What to work on:
- 1) From the essay on AI, reproduce verbatim the passage starting with "Given just a" and going on through "judiciary are computers.".
- 2) Answer these questions using the essay on AI:
(a) Which philosopher does the essay name as voicing concern that AI systems could take over the planet?
(b) What game does the essay give as an example of a task at which the best human cannot beat the most sophisticated computer?
(c) On what kind of exams has a computer program outperformed medical experts, according to the essay?
- 3) In the essay on AI, the sentence beginning "We'll still want to see humans compete" lists roles that will be AI-operated. Name every one of them.

Text passage:
════

AI is on the lips of just about everyone, including those who don’t know what the two letters stand for. Many seem to share the concern of the philosopher Nick Bostrom that we may create AI systems that will be so powerful and so much smarter than we are that they will take over the planet and may even decide that humans are no longer necessary. I suppose that possibility exists, but I don’t think it likely at least over the foreseeable future. My semi-informed dismissal doesn’t mean that AI won’t pose a real threat that may confront us before a decade or so passes.
First, a few clarifications. The AIs considered here are nothing like HAL in Stanley Kubrick’s 2001. They are not free-thinking intelligences that appear to possess consciousness. Consciousness is an elusive term. Animals seem to have it in an attenuated version. How and when it emerged in humans in its current advanced state is also not known. Exactly how it operates – again not known. Whether computers can gain it is a topic of hot debate. If a computer achieved it and were much more intelligent than humans the machine could wreak havoc on humanity if it so decided. How would it make such a decision? Here we get into the debate about free will. I will not enter that swamp as it is in the domain of scientism. I will restrict my discussion to super smart computers that are not conscious.
We already have computers that are far more intelligent at tasks that were mastered only by the smartest humans who specialized in that skill. Chess is a good example. The best human chess player cannot come close to beating the most sophisticated computer programmed to play the game.
With the passage of time, more intellectual activities will be mastered by specialized AI. Note this type of AI no matter how good at chess or mathematics it is does not seem likely to go rogue and annihilate or imprison humans. Rather specialized AI presents a different problem.
Computers currently exceed human performance in a number of areas. The dominance of AI is increasing at an exponential rate. A computer program has outperformed medical experts on certifying exams. The only limit to the capacity of a computer program to outperform a trained human seems to be the importance of the subject. If the problem is too mundane or precious for a programmer – carbon or silicon based – to construct an algorithm for its solution, humans will by default be required for the subject’s maintenance.
Even since the initiation of the Industrial Revolution thinkers have been concerned that machines would put a significant proportion of humans out of work. This catastrophe has not occurred because new areas of endeavor were created causing new employment to more than take up the slack. But the computer presents a new problem. It has access to all the relevant knowledge that exists anywhere. It constantly updates itself. It never forgets. It never gets tired, bored, or depressed. It can operate 24-7 with minimal upkeep. Once it masters a subject, no human or group of humans can keep up with it.
There is virtually no subject that AI will not wrest from human hands or minds. All the sciences are ripe fruit ready for harvest. Mathematics and logic will yield. War seems ready-made for specialized AI. Remote-controlled weapons are already part of every modern military. Computers can disable a country’s energy grid, and destroy its financial system. Anything connected to the internet is a target for the right program.
Given just a little time everything except sports will be AI controlled. We’ll still want to see humans compete, but the coaches, referees, ticket sellers, stadium security, and food and beverage vendors will be AI-operated. Even the team’s office management will be computer driven. The government will be much better run than now when the congress and judiciary are computers.

════

Material supplied:
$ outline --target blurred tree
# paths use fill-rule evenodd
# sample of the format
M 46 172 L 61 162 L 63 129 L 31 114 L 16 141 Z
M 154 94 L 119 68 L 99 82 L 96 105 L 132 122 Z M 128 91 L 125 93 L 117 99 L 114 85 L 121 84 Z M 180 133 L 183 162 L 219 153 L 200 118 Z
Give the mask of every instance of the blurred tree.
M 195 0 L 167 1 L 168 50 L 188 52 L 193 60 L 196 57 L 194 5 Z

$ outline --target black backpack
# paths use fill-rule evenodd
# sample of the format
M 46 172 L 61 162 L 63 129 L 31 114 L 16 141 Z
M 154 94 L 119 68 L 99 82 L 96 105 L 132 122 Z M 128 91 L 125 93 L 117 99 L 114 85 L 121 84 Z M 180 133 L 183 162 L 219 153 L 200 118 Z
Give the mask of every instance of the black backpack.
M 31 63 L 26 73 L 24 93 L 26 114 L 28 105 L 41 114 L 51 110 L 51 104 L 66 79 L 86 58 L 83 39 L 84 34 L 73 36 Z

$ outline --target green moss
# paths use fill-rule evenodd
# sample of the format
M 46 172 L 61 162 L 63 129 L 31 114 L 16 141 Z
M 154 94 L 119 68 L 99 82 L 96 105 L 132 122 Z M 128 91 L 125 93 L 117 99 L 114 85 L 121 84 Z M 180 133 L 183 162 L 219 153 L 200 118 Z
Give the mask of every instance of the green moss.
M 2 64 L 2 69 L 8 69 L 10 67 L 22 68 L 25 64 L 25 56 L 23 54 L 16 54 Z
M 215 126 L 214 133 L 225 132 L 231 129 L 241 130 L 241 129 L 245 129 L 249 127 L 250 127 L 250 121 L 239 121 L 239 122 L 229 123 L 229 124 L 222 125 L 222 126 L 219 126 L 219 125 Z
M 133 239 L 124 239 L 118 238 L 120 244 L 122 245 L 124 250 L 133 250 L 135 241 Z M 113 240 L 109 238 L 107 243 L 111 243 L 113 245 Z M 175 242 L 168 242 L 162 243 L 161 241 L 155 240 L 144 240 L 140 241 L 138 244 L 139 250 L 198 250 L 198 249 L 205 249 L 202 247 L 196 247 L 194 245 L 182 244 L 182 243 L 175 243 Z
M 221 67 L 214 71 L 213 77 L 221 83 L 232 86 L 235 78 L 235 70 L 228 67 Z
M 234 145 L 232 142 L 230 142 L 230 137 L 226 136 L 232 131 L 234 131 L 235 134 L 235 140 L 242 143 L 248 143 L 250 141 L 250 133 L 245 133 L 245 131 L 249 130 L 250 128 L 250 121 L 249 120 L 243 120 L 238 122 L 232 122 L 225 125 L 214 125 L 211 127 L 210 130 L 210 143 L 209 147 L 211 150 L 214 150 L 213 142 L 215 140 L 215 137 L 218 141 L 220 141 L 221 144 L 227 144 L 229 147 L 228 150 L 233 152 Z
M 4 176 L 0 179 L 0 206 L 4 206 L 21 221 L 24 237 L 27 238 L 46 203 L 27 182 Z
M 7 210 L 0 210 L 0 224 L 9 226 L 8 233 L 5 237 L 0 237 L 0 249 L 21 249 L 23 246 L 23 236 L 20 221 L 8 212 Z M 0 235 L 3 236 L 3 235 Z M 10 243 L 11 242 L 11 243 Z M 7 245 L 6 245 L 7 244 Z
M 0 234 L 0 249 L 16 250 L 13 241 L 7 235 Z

════

Expected results:
- 1)
Given just a little time everything except sports will be AI controlled. We’ll still want to see humans compete, but the coaches, referees, ticket sellers, stadium security, and food and beverage vendors will be AI-operated. Even the team’s office management will be computer driven. The government will be much better run than now when the congress and judiciary are computers.

- 2)
(a) Nick Bostrom
(b) Chess
(c) Certifying exams

- 3) Coaches, referees, ticket sellers, stadium security, and food and beverage vendors.